Aim - Restate word for word the lines from the one containing "the woman dancing" through the end of the listing below, with both ends included.

Stored items from a collection:
* start *

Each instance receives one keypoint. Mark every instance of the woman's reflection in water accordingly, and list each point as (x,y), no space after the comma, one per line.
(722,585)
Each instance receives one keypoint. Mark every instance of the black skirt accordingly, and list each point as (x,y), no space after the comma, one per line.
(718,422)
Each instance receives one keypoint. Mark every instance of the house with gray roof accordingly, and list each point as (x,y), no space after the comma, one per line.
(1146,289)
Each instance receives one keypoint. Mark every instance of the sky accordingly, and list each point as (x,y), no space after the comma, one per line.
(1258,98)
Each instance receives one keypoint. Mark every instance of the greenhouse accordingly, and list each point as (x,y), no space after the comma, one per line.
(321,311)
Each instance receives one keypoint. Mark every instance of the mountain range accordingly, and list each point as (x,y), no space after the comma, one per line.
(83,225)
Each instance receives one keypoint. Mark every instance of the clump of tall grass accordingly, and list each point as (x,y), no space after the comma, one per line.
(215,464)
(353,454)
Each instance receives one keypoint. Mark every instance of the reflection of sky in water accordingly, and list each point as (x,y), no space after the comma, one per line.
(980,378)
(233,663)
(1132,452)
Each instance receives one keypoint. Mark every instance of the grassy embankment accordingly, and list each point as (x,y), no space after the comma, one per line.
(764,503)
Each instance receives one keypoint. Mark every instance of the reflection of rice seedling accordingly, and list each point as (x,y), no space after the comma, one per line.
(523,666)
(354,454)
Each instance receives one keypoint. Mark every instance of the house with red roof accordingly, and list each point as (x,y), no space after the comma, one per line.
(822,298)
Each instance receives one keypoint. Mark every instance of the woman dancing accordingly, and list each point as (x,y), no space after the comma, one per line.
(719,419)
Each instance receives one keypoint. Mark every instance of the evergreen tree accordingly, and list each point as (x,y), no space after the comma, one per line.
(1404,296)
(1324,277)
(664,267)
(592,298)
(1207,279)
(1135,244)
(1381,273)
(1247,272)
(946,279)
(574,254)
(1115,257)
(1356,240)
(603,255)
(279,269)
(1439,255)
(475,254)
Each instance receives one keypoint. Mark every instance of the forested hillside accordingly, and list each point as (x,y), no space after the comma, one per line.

* end *

Task output -
Each instance receives one keypoint. Mark every instance of the woman dancing accordingly, and list each point as (x,y), no space after the comma, one per line.
(719,419)
Each instance receives one keypoint. Mark every instance of the evergreen tree accordingly, and list each point as (x,y), no space after the comma, one per line.
(1404,296)
(1324,277)
(664,267)
(592,298)
(1207,279)
(1135,244)
(1381,273)
(1247,272)
(946,279)
(574,254)
(1115,257)
(1356,240)
(603,255)
(279,269)
(1439,255)
(475,254)
Each instance receives one keypoint. Mark every instance of the forested hillside accordingly, and list each point as (x,y), no space after the comma, one per line.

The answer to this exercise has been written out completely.